Stored items from a collection:
====
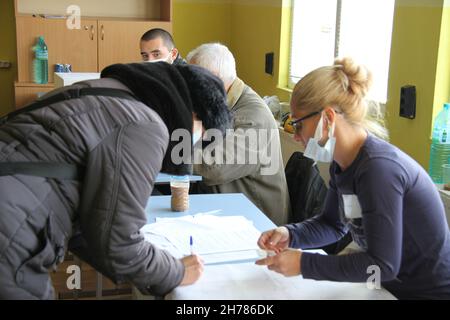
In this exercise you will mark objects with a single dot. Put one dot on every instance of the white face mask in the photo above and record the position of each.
(316, 152)
(168, 60)
(196, 136)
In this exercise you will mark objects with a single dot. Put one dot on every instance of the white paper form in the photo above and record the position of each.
(247, 281)
(216, 239)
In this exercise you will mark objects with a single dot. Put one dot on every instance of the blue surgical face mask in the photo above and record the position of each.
(317, 152)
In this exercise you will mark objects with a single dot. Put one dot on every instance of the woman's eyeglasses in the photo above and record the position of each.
(297, 124)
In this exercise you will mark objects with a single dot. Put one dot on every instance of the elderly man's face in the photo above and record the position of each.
(156, 50)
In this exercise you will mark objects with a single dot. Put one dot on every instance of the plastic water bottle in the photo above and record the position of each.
(440, 145)
(40, 62)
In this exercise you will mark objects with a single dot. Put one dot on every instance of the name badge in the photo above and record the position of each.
(352, 208)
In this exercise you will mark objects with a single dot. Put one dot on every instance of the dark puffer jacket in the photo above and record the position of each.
(121, 143)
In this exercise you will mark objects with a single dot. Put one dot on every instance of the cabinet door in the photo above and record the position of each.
(119, 40)
(75, 47)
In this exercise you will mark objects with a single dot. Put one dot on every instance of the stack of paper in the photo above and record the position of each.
(216, 239)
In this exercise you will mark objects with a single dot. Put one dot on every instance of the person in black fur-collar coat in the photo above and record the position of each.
(77, 169)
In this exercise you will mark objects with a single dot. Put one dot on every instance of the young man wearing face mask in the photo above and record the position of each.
(158, 45)
(378, 193)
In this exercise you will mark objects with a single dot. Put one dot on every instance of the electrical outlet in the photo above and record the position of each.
(5, 64)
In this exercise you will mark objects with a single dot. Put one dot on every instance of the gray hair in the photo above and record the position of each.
(217, 58)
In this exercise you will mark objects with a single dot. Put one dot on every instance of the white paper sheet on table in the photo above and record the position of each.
(247, 281)
(216, 238)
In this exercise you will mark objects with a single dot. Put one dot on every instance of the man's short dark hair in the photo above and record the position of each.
(159, 33)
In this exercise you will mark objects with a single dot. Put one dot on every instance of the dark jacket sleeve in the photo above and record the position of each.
(119, 179)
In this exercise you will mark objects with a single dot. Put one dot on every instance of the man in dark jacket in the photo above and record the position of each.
(158, 45)
(77, 168)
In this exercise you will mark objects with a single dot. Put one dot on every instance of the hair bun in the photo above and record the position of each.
(359, 78)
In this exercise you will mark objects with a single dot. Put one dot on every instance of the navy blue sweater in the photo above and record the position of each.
(398, 220)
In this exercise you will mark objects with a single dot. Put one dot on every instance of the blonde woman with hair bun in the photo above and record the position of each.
(379, 194)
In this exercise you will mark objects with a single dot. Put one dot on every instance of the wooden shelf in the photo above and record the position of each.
(34, 85)
(141, 9)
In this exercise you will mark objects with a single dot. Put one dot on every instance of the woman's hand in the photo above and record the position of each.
(276, 239)
(193, 269)
(288, 263)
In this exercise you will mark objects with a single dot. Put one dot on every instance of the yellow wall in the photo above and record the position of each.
(414, 61)
(200, 21)
(7, 53)
(256, 30)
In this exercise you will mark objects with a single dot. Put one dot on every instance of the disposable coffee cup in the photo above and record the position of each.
(179, 187)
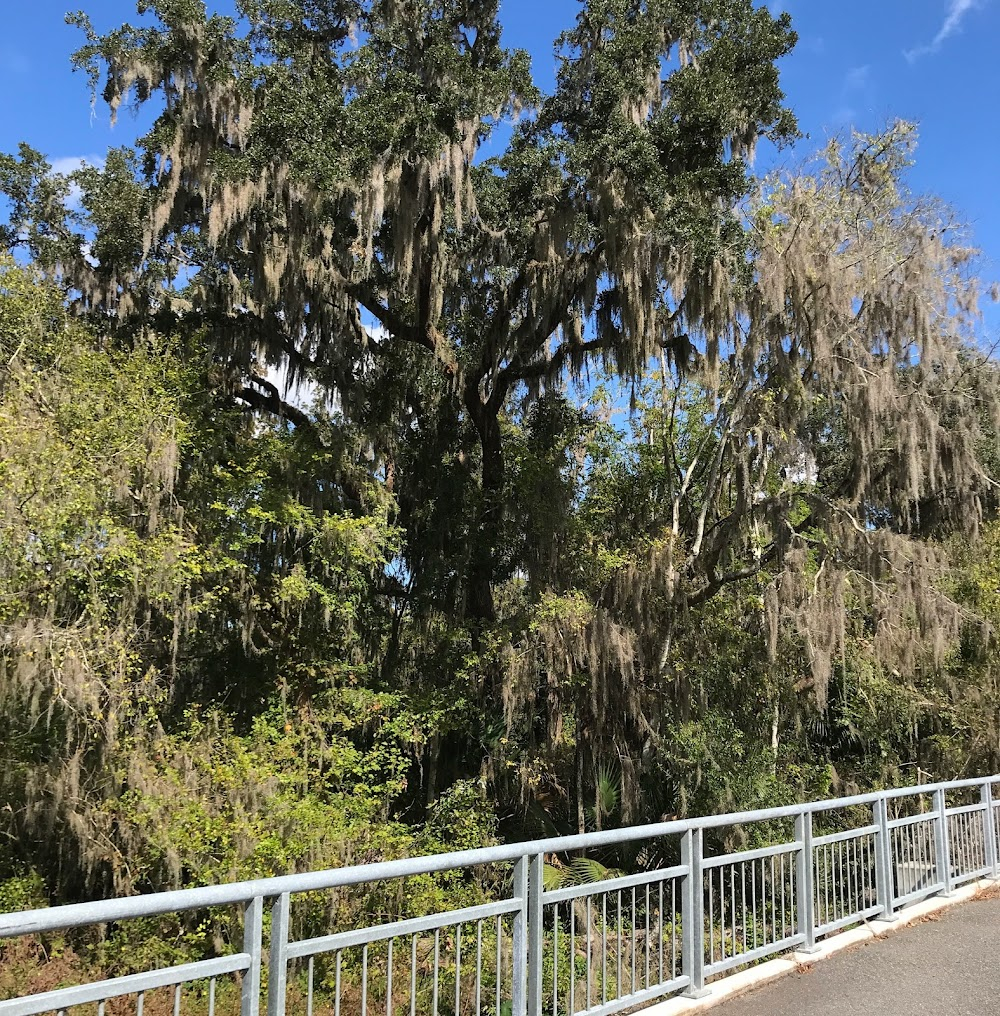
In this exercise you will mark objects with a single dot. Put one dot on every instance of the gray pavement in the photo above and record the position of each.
(948, 965)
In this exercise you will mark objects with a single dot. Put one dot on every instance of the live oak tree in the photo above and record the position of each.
(319, 171)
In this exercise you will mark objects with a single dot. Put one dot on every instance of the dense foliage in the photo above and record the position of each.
(393, 457)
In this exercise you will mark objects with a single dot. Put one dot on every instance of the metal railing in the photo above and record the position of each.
(527, 945)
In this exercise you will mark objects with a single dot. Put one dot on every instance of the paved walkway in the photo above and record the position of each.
(948, 965)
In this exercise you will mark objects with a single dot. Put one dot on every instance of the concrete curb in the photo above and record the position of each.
(754, 977)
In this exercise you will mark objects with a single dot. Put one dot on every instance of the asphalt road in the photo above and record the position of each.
(948, 966)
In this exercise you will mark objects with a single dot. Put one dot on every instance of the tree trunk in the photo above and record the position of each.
(488, 523)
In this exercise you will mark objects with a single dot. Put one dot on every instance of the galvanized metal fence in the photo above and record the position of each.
(533, 946)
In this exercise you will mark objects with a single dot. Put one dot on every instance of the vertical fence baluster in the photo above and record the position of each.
(989, 830)
(388, 981)
(277, 971)
(535, 931)
(525, 968)
(804, 881)
(693, 914)
(942, 844)
(253, 914)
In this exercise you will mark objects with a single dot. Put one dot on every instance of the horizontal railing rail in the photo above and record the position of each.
(523, 947)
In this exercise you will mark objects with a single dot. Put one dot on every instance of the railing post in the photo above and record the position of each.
(253, 914)
(990, 830)
(518, 985)
(693, 915)
(805, 892)
(536, 887)
(942, 845)
(277, 968)
(883, 861)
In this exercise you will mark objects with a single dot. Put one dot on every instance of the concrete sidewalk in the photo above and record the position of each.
(946, 965)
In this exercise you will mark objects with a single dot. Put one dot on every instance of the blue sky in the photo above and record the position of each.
(858, 63)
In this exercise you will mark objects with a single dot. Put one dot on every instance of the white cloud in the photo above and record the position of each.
(856, 78)
(957, 9)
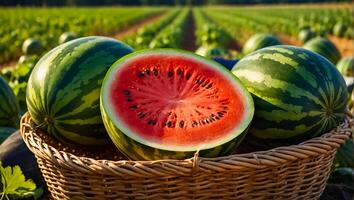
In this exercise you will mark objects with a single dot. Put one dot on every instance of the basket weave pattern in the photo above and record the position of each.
(294, 172)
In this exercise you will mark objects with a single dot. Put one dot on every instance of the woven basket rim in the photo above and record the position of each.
(255, 160)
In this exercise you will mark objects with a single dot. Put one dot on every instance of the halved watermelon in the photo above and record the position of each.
(166, 103)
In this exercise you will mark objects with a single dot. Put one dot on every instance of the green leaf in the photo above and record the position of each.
(14, 183)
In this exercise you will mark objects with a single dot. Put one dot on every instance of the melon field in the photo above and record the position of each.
(173, 82)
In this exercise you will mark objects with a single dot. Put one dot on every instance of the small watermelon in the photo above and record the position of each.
(66, 37)
(31, 46)
(64, 88)
(170, 104)
(323, 47)
(9, 108)
(298, 95)
(259, 41)
(305, 35)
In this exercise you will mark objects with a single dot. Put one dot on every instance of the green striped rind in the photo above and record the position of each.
(323, 47)
(259, 41)
(138, 151)
(346, 66)
(64, 88)
(5, 132)
(9, 108)
(144, 150)
(293, 89)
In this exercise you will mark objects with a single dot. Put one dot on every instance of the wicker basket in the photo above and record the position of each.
(294, 172)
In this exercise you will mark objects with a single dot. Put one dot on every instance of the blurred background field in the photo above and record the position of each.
(212, 28)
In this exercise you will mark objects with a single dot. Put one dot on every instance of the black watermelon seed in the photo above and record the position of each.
(156, 72)
(126, 92)
(140, 74)
(141, 115)
(152, 122)
(181, 124)
(179, 71)
(194, 124)
(133, 107)
(188, 76)
(209, 86)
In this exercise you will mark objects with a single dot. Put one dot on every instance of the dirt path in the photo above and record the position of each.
(345, 46)
(189, 39)
(135, 27)
(8, 64)
(286, 39)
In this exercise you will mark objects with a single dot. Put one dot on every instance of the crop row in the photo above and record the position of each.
(46, 25)
(245, 21)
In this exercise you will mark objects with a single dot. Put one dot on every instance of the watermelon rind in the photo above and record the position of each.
(9, 107)
(298, 95)
(64, 89)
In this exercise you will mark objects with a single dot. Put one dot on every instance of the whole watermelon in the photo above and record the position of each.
(31, 46)
(9, 108)
(298, 95)
(323, 47)
(64, 88)
(259, 41)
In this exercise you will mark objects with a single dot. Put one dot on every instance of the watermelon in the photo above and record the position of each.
(210, 51)
(259, 41)
(346, 66)
(66, 37)
(306, 34)
(323, 47)
(170, 104)
(5, 132)
(9, 108)
(64, 88)
(339, 29)
(31, 46)
(298, 95)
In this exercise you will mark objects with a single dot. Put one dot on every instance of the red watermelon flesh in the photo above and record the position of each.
(174, 101)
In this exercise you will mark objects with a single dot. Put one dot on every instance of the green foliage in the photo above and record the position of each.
====
**Goal:**
Please copy out, word for word, everything from the line containing "of the crop" down to the last line of the items.

**Exercise result:**
In this exercise you will mark objects with a single dot. Put one dot on every instance of the crop row in the photo above and record the position of each.
(46, 25)
(245, 21)
In this exercise you will mark objects with a single dot. Put one dot on every instance of the watermelon rind in the photo above and record the position of each.
(9, 107)
(298, 95)
(64, 89)
In this exercise you will mark objects with a single dot. Put one dot on every instance of the whole watermelon in the photo above and record the position of each.
(31, 46)
(9, 108)
(298, 95)
(323, 47)
(64, 88)
(259, 41)
In this exercise you will mark objects with a single dot. Put one dot on every instance of the watermelon in the photo above and record the position of each.
(210, 51)
(259, 41)
(346, 66)
(66, 37)
(306, 34)
(323, 47)
(170, 104)
(5, 132)
(9, 108)
(64, 88)
(339, 29)
(31, 46)
(298, 95)
In this exercise you will mark objects with a single dot. Put one dot on every instance of the red watermelon flesh in the photo above and record the position of each.
(174, 101)
In this exercise you will mark objects with a single dot. Put one dot on every instance of the green foliage in the photo above and record the position of each.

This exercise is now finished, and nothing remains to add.